*** Data for the task Section Begins ***

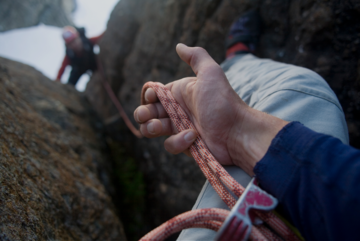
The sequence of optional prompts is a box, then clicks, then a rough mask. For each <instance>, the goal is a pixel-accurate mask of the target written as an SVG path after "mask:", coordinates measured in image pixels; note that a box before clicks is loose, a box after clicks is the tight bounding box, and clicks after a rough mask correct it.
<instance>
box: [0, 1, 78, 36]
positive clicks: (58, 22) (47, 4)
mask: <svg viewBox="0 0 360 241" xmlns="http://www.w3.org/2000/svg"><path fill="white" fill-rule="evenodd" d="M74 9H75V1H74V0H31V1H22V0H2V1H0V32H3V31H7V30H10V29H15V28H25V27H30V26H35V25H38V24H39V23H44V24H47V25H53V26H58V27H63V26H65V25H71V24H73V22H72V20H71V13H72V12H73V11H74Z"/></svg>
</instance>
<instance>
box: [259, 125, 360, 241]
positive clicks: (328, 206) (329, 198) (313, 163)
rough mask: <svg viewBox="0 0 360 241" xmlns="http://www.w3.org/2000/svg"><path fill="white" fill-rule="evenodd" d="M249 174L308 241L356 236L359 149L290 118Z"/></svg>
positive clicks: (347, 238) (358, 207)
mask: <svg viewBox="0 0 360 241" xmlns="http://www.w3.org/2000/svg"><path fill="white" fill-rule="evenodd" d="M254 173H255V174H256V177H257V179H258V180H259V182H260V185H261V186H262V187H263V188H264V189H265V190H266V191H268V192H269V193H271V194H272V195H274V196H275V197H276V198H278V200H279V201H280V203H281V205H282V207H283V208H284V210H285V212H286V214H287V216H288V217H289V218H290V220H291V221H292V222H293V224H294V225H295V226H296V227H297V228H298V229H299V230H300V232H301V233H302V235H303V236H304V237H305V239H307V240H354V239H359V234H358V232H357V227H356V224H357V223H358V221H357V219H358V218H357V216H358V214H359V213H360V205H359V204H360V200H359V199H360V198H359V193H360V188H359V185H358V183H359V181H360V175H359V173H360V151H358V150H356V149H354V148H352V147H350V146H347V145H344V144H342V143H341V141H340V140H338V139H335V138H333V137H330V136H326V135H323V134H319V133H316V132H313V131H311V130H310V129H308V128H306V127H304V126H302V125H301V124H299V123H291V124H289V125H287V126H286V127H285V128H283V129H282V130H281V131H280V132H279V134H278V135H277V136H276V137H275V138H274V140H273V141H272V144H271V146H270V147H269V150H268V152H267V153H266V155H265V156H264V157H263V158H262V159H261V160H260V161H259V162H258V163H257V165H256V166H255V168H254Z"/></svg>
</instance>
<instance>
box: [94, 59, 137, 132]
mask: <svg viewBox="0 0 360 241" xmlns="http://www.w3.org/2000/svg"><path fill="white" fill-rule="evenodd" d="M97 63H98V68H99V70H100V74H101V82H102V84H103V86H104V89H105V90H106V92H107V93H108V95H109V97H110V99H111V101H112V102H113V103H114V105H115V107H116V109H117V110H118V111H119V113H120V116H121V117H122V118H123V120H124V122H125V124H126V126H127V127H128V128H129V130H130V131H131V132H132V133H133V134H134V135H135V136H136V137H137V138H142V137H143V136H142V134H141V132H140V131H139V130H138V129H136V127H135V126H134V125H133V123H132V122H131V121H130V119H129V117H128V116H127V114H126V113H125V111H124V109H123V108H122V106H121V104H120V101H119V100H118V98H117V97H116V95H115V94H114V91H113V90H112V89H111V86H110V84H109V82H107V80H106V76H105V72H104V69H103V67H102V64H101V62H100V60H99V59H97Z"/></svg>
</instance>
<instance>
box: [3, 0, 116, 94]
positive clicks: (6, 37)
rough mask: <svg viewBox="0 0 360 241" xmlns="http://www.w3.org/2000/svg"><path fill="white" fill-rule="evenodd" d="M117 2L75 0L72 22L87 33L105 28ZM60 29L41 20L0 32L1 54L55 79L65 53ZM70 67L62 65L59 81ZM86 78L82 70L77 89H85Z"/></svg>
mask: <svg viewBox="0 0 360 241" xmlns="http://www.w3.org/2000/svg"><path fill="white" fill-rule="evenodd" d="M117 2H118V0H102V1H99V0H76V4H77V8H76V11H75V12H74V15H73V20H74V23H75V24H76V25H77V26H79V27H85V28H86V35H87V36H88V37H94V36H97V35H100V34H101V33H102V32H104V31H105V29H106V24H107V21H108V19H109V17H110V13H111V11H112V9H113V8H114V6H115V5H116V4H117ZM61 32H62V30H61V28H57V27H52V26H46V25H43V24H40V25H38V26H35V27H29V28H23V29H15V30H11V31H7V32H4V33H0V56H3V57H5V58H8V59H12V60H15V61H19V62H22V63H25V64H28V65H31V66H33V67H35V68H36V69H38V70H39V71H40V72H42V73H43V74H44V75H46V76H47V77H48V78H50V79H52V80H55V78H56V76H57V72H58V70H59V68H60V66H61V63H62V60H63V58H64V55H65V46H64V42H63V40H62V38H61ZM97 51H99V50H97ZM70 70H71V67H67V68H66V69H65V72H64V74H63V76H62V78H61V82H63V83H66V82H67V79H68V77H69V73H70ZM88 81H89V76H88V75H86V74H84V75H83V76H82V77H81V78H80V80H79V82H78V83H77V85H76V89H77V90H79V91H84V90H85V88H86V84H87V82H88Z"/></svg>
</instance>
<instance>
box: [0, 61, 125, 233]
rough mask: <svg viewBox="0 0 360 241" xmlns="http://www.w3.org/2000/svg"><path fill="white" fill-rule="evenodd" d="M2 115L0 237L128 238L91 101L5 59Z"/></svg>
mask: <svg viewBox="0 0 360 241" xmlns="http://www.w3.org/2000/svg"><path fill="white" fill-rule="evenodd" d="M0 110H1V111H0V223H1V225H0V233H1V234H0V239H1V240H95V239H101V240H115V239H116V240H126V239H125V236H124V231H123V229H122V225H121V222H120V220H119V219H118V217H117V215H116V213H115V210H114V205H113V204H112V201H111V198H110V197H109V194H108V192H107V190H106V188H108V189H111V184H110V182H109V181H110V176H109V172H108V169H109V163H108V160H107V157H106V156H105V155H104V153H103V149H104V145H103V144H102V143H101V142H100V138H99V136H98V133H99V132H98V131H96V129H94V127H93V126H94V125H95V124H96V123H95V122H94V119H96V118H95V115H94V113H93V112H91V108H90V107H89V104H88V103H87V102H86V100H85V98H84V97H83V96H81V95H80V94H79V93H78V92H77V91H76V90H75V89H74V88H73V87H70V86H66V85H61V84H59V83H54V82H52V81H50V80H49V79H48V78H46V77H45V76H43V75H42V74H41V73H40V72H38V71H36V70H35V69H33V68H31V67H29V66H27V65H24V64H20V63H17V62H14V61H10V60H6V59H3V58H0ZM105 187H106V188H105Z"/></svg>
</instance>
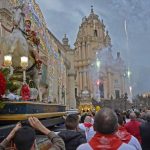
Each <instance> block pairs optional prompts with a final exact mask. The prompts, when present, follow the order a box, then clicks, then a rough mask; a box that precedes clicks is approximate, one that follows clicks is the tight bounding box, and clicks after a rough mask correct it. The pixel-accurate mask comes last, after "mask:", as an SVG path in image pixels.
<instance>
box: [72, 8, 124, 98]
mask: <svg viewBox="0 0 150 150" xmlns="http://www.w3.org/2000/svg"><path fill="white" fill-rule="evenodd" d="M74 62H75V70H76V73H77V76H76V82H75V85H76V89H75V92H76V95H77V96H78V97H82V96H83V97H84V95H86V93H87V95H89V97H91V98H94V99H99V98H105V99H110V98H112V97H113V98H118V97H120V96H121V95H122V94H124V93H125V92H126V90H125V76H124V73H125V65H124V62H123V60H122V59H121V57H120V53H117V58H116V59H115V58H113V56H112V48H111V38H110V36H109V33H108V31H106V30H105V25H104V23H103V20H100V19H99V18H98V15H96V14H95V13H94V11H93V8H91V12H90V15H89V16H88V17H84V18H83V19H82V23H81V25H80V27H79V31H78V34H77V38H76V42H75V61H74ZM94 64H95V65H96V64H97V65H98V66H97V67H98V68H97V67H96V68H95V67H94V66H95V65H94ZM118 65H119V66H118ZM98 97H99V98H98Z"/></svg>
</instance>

*** Data for the task Section Ends ***

Please output the lines from the start of the saved data entries through the line containing "box: [0, 1, 78, 36]", including both ends. Leave the pictures out of your answer.

The sequence of optional prompts is a box, then clicks, then a rough mask. For each <instance>, the goal is a pixel-accurate mask of the target written as an SVG path after "mask:", coordinates measured in image pixels; note that a box before clicks is loose, a box after clicks is the tight bounding box, and clicks after a rough mask correct it.
<instance>
box: [0, 1, 78, 36]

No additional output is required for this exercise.